* WHAT IS REQUIRED
Please restate the following records word for word.

-- Start of RECORDS SHOWN --

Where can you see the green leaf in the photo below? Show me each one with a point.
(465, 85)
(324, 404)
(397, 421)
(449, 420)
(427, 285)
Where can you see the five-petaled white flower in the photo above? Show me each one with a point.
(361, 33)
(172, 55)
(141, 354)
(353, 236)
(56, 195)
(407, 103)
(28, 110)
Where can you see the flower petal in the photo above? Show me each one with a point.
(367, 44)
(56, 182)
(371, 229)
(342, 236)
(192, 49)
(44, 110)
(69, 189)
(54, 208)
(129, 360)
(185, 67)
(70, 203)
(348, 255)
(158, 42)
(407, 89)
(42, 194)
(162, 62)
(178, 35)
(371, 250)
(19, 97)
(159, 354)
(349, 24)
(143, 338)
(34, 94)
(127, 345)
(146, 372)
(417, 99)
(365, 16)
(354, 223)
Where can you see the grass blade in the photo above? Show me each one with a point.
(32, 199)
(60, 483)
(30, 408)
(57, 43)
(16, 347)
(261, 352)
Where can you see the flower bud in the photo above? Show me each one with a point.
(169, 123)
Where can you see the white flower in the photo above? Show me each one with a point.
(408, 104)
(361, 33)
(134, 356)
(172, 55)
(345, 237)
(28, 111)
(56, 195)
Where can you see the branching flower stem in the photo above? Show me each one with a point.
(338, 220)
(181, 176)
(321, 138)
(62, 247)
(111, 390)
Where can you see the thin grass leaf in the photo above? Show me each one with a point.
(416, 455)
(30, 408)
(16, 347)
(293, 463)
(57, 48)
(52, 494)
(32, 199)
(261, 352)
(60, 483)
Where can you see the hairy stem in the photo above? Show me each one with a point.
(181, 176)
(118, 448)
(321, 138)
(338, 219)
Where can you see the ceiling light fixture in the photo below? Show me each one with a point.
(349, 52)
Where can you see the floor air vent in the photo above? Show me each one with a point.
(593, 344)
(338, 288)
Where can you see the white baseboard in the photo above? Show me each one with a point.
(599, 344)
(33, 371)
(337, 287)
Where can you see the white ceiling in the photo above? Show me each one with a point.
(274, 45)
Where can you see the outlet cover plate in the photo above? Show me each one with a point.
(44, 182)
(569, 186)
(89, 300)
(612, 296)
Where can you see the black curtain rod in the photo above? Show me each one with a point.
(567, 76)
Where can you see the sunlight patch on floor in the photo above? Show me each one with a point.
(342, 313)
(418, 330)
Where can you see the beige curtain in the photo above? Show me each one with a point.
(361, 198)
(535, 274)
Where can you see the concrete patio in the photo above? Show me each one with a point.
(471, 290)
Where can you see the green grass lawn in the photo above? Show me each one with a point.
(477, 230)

-- End of RECORDS SHOWN --

* THE SOLUTION
Where can you see the green leaf in the photo below? Show me each one with a point.
(465, 85)
(324, 404)
(397, 421)
(449, 420)
(427, 285)
Where can you see the five-petaled white flower in the photo above? Show me each one with a point.
(361, 33)
(172, 55)
(141, 354)
(353, 236)
(56, 195)
(407, 103)
(28, 110)
Where can you see the flower petal in the photo above? Show me each one with a point.
(367, 44)
(56, 182)
(371, 229)
(342, 236)
(192, 49)
(44, 110)
(69, 189)
(54, 208)
(129, 360)
(185, 67)
(70, 203)
(348, 255)
(158, 42)
(407, 89)
(42, 194)
(162, 62)
(178, 35)
(371, 250)
(19, 97)
(159, 354)
(349, 24)
(143, 338)
(34, 94)
(127, 345)
(146, 372)
(417, 99)
(365, 16)
(354, 223)
Where can you see the grass blade in the photo above? Show me each one with a point.
(32, 199)
(60, 483)
(30, 408)
(57, 43)
(16, 347)
(261, 352)
Where can you see the flower bud in the photo above? Show me each one with a point.
(169, 123)
Where can you see the white flower in the photo above? Show me each one with a point.
(408, 104)
(361, 33)
(134, 356)
(172, 55)
(345, 237)
(28, 111)
(56, 195)
Where can you see the branching flower stem in the photo above? Show me each one with a point.
(338, 220)
(181, 176)
(321, 138)
(62, 247)
(111, 390)
Where can you see the thin grass leaf in the photo above? Show me each one with a point.
(416, 455)
(30, 408)
(16, 347)
(293, 463)
(57, 48)
(52, 494)
(32, 199)
(261, 352)
(60, 483)
Where can you see the hairy stem in the photo above? Show me each one with a point.
(181, 176)
(118, 448)
(321, 138)
(338, 219)
Where can you see the ceiling light fixture in the photo below? Show me each one with a point.
(349, 52)
Where can you see the floor air vent in the photo above? Show me each one with a point.
(593, 344)
(338, 288)
Where can you see the white baseboard in the photo above? Show me each one with a point.
(599, 344)
(33, 371)
(337, 287)
Where can you see the white ceiling in the photo above? Show me each one with a point.
(274, 45)
Where can you see the outlet cover plate in the photo above? Show me each one with a point.
(44, 182)
(569, 186)
(89, 300)
(612, 296)
Where can you see the black curtain rod in the photo above? Show me each one with a point.
(567, 76)
Where can you see the sunlight patch on floor in the photo above? Show me each one with a point.
(342, 313)
(418, 330)
Where can you see the beige curtain in the photo above? Show me each one with a point.
(361, 198)
(535, 274)
Where can you see the concrete patio in the photo above? Show me each one with a point.
(471, 290)
Where can you see the green grass lawn in the photo above? Show me each one with a point.
(477, 230)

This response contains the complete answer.